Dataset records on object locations
## START
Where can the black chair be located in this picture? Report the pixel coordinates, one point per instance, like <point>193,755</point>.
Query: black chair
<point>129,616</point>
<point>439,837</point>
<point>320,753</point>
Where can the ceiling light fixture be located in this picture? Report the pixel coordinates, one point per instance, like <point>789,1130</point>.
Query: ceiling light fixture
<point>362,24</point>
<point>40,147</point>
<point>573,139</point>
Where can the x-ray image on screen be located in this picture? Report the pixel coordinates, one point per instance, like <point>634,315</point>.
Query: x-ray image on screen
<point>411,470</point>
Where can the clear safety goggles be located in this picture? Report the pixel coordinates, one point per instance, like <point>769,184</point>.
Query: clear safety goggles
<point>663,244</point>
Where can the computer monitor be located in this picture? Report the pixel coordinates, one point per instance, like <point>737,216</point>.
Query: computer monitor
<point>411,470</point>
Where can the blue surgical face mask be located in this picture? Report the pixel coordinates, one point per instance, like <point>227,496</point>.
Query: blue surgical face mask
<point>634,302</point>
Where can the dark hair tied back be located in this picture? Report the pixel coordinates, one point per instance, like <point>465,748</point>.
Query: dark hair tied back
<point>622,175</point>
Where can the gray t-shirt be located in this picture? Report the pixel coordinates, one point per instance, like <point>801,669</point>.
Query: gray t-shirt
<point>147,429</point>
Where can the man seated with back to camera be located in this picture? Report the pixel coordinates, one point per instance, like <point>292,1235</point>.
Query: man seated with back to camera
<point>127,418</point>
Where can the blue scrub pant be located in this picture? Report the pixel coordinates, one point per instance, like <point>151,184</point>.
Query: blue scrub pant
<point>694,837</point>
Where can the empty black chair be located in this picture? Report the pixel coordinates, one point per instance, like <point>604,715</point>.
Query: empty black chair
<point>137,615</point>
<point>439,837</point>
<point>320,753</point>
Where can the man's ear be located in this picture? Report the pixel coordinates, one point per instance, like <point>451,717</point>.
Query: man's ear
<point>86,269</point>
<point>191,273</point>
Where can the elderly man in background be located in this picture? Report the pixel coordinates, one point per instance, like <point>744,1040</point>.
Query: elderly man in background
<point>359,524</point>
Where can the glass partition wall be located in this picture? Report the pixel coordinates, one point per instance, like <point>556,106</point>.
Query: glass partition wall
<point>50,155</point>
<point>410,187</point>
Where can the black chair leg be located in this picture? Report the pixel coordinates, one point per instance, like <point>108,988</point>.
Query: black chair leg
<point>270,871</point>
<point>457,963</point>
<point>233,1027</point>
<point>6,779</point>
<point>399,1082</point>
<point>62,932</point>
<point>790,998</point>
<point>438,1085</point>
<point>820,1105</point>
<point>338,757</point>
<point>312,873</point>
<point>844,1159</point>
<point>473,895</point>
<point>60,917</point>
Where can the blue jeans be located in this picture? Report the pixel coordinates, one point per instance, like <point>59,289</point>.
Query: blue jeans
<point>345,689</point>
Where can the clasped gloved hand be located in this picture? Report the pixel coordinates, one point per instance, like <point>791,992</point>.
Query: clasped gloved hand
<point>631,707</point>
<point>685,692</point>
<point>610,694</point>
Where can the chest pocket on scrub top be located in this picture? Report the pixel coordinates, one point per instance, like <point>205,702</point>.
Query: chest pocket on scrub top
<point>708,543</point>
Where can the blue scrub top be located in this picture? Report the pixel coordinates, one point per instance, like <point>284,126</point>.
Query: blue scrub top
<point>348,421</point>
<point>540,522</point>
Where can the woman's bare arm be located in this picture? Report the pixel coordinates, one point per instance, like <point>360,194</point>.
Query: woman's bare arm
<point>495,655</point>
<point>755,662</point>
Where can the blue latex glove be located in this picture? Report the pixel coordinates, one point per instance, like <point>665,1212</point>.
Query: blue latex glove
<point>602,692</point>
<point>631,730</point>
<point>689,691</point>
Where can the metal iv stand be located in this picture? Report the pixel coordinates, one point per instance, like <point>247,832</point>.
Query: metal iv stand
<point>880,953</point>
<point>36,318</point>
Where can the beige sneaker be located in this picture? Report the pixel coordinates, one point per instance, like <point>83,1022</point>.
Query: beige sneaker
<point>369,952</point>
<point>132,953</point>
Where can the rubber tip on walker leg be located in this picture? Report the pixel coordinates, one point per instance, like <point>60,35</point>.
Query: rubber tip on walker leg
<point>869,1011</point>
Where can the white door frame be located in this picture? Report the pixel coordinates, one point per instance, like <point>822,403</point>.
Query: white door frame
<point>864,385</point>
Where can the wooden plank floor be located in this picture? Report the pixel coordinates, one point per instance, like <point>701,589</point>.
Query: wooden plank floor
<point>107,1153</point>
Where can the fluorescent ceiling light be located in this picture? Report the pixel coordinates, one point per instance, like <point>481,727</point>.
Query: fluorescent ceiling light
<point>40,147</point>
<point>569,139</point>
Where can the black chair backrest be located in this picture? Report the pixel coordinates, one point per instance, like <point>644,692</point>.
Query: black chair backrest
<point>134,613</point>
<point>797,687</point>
## END
● **EXERCISE DETAILS**
Please repeat every one of the records above, word for word.

● **WRITTEN RESPONSE**
Where can the black chair be located in this picture? Report the pixel coordinates, one point per instance, like <point>193,755</point>.
Query: black chair
<point>129,616</point>
<point>439,837</point>
<point>320,753</point>
Where can the ceiling light fixture be located in this picture? Report the pixel coordinates, one point per instance, like <point>789,1130</point>.
Query: ceiling light fixture
<point>362,24</point>
<point>40,147</point>
<point>573,139</point>
Where can the x-ray image on screen be located in this picture? Report the pixel coordinates, one point per instance, like <point>634,315</point>.
Query: x-ray image on screen
<point>411,470</point>
Where can the clear safety goggles be located in this picture? Report the pixel coordinates, one point per instance, like <point>769,184</point>.
Query: clear safety goggles
<point>663,244</point>
Where can the computer monitor be located in this picture? Report the pixel coordinates, one point per instance, like <point>737,216</point>.
Query: computer monitor
<point>411,470</point>
Where can the blue surgical face mask be located in this picture? Report the pixel coordinates, one point per instance, like <point>227,496</point>.
Query: blue surgical face mask
<point>634,302</point>
Where can the dark hair tied back be located in this picture? Report the pixel coordinates, one point per instance, like <point>465,748</point>.
Query: dark hair tied back
<point>622,175</point>
Where can the gray t-shirt be located in this picture? Report the pixel coordinates, one point per instance, like <point>801,669</point>.
Query: gray t-shirt
<point>147,429</point>
Where can the man seated with back to camera be located in this picture? Report the pixel coordinates, one point per instance, like <point>292,1235</point>.
Query: man seated with back to camera
<point>127,418</point>
Where can the blue scrub pant be located in this picture? Report the pixel coordinates, one point per instance, like <point>151,184</point>.
Query: blue scrub pant
<point>694,837</point>
Where can the empty black chair be located in this picture? Report the pixel coordinates, one point per instance, like <point>604,715</point>.
Query: empty black chair
<point>137,615</point>
<point>439,837</point>
<point>320,753</point>
Where can the man's ear be located in this picture? Report the pixel coordinates, one point per instance, like <point>451,717</point>.
Query: man's ear
<point>86,269</point>
<point>191,273</point>
Where can the elderly man in background be located in this picture? Report the pixel coordinates, one point per instance, like <point>744,1040</point>.
Query: elderly man in background
<point>359,524</point>
Where can the glass partition wall be located in this picture? Report the pixel coordinates, one point per instance, like <point>556,106</point>.
Query: glass partition wall
<point>50,155</point>
<point>410,187</point>
Where can the black chair leg be located in this picture? Report the pixel coordinates, one point per instance, like <point>108,988</point>.
Query: black chair leg
<point>270,871</point>
<point>457,963</point>
<point>233,1027</point>
<point>6,779</point>
<point>399,1082</point>
<point>62,932</point>
<point>790,998</point>
<point>438,1085</point>
<point>820,1105</point>
<point>338,757</point>
<point>312,873</point>
<point>844,1159</point>
<point>473,895</point>
<point>60,917</point>
Where can the blue jeans be located in this picture? Report the pixel coordinates, one point per instance, like <point>59,289</point>.
Query: blue jeans
<point>345,689</point>
Where can the clasped gloved hand be located in this picture? Report the pixel coordinates, one point per instance, like <point>791,992</point>.
Query: clasped gloved hand
<point>631,707</point>
<point>685,692</point>
<point>610,694</point>
Where can the chest pocket on scrub top be located in this picture? Report the pixel coordinates, one point per instance, like <point>205,702</point>.
Query: chest pocket on scrub top
<point>708,543</point>
Where can the blue scrub top be located in this picture? Report the pixel coordinates, one point per instance, like <point>284,126</point>.
Query: blue scrub top
<point>348,421</point>
<point>540,522</point>
Where can the woman's bare arm be located in this picture? Report the pixel coordinates, one point per instance, like <point>360,194</point>.
Query: woman's bare arm
<point>495,655</point>
<point>755,662</point>
Where can the blue latex glove be located in this picture? Report the pixel coordinates, one point per instance, like <point>665,1212</point>.
Query: blue latex glove
<point>602,692</point>
<point>631,730</point>
<point>689,691</point>
Where can the metal iv stand be located in this picture? Report the pixel coordinates, one point per instance, like <point>247,832</point>.
Query: metal iv stand
<point>880,953</point>
<point>36,318</point>
Where can the beige sneaker be located in this picture? Report the pixel coordinates, one point per instance, like <point>83,1022</point>.
Query: beige sneaker
<point>369,952</point>
<point>132,953</point>
Where can the rubber tip on walker leg be located in this picture? Report the pixel coordinates, one point per instance, like <point>60,35</point>.
Query: rubber tip on walker leg
<point>869,1011</point>
Where can the white door frame be located in this picture? Report the pixel coordinates, one point per instance, like <point>822,403</point>.
Query: white door frame
<point>864,385</point>
Where can the wooden plank floor be located in this picture? Report the pixel coordinates, one point per instance, like <point>701,589</point>.
Query: wooden plank floor
<point>107,1153</point>
Where can the fluorescent ceiling light be located in this picture? Report the pixel coordinates, one point per instance, like <point>481,727</point>.
Query: fluorescent ceiling light
<point>40,147</point>
<point>569,139</point>
Where can the black chair backrest be located in this picture? Report the pixel coordinates, one point per instance, like <point>644,692</point>.
Query: black chair backrest
<point>134,613</point>
<point>797,687</point>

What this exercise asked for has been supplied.